[Begin]

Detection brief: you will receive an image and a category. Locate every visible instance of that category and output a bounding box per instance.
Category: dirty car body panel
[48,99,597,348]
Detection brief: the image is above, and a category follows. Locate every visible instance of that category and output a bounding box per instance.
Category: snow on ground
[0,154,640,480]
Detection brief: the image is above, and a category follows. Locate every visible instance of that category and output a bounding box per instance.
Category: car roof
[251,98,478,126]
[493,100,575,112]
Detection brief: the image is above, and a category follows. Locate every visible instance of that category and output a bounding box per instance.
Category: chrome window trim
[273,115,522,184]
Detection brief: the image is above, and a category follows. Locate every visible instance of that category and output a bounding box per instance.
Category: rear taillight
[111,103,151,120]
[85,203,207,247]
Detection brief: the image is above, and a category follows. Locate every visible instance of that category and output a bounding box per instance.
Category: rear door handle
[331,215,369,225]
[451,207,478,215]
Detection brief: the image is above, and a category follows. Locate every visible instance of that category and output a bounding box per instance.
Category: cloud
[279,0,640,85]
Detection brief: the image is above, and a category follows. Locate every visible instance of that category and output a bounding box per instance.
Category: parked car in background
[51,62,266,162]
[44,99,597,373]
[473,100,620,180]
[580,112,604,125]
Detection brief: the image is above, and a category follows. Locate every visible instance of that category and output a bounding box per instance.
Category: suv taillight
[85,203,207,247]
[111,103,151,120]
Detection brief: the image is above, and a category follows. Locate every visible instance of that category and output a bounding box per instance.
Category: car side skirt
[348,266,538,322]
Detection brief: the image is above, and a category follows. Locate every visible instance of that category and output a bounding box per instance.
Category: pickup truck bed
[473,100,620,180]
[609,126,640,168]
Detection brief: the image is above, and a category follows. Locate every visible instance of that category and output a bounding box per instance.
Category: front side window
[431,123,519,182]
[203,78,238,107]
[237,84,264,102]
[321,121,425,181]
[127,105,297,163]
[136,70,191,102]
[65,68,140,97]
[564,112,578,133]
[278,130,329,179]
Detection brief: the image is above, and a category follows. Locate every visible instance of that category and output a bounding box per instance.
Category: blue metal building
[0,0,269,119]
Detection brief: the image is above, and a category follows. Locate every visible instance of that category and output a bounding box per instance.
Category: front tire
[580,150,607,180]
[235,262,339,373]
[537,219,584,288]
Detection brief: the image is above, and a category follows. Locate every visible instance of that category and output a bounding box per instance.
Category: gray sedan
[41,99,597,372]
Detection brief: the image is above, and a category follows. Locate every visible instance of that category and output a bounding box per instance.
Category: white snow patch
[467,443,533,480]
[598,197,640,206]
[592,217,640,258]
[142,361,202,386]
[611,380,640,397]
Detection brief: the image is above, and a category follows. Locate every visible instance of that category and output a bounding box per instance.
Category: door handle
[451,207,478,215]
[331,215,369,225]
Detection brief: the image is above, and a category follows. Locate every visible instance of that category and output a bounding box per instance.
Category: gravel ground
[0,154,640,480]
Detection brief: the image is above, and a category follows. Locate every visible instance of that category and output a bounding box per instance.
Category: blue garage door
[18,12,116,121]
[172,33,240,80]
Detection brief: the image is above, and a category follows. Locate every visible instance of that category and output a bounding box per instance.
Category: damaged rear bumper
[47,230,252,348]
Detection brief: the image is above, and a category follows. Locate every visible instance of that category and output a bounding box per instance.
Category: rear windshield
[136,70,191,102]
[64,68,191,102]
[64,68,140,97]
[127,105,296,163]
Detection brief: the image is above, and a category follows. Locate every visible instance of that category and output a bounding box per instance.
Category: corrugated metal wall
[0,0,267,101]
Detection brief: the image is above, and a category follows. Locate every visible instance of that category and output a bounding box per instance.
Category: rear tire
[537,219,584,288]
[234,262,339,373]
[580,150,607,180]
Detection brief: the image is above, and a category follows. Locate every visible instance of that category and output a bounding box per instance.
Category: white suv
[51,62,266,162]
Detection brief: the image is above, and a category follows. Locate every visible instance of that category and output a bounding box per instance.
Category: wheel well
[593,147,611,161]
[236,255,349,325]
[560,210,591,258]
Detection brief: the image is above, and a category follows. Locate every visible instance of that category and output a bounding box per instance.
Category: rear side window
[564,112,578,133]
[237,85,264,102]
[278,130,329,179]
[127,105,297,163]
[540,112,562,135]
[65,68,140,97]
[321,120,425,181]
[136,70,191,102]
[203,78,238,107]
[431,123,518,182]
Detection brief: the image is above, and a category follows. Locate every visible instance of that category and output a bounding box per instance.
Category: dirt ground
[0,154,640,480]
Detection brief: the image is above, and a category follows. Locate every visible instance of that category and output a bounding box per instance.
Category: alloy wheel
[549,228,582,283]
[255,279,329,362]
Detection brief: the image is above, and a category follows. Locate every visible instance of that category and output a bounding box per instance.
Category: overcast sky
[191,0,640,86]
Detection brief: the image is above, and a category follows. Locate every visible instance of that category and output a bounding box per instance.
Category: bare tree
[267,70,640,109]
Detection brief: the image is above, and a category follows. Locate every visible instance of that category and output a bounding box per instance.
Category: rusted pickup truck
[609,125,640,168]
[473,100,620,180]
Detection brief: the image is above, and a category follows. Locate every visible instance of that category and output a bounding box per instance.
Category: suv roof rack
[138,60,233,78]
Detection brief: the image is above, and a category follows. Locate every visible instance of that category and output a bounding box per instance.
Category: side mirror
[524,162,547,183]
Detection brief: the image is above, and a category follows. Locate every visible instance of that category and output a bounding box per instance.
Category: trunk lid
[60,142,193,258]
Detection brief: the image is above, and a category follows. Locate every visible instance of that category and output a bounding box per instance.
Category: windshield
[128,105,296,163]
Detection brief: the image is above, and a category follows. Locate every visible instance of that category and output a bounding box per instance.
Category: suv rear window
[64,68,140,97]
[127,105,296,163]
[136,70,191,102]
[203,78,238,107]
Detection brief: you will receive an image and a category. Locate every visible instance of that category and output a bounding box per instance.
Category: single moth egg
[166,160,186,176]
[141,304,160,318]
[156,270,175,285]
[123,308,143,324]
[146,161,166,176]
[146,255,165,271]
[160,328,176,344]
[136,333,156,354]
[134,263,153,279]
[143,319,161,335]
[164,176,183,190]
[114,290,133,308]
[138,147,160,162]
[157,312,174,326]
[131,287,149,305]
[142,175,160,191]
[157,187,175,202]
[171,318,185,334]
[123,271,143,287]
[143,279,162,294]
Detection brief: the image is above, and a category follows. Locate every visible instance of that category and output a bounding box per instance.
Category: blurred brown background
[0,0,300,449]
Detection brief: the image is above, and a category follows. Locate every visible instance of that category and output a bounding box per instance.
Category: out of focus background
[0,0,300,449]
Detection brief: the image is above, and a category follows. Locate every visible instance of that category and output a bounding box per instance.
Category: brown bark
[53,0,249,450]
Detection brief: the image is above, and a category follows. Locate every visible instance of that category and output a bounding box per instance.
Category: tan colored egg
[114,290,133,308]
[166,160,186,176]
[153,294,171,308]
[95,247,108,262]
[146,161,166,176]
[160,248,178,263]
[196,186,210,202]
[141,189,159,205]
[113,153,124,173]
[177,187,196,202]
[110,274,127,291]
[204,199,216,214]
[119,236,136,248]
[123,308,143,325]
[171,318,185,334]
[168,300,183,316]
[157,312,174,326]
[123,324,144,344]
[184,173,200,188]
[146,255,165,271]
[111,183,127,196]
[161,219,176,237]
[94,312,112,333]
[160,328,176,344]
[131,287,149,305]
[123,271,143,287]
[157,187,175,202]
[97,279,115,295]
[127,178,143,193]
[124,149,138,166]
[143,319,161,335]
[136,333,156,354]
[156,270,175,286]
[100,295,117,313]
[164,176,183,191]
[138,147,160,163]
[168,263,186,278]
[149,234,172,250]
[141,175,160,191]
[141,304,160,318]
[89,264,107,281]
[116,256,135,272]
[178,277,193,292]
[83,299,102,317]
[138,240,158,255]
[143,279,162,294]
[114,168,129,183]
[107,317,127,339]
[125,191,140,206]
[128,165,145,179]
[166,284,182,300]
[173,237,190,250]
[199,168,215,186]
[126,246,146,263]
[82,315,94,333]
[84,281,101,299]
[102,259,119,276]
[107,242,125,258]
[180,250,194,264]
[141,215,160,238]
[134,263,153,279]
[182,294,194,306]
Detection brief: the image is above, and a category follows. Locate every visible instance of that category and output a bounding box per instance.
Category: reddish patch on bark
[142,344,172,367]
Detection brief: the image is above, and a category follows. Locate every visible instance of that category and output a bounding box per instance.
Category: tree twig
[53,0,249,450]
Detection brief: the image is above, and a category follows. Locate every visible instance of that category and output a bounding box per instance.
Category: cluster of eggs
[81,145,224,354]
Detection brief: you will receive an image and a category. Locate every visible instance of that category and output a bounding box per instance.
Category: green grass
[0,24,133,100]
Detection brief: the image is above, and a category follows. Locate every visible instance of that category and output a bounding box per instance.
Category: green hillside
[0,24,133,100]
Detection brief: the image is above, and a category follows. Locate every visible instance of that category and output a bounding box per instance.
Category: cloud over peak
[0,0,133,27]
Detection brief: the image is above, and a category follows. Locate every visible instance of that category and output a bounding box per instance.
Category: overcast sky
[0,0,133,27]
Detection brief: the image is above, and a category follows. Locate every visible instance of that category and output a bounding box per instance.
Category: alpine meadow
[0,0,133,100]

[End]

(AIM) Format the material from its first line through the line containing "[48,99,597,348]" as a JSON list of strings, one string per line and no blank lines.

(TASK OUTPUT)
[
  "Detection brief: you will receive an image and a category. Locate every visible instance of that category and output a bounding box per instance.",
  "Category: dirty car body panel",
  "[48,99,597,348]"
]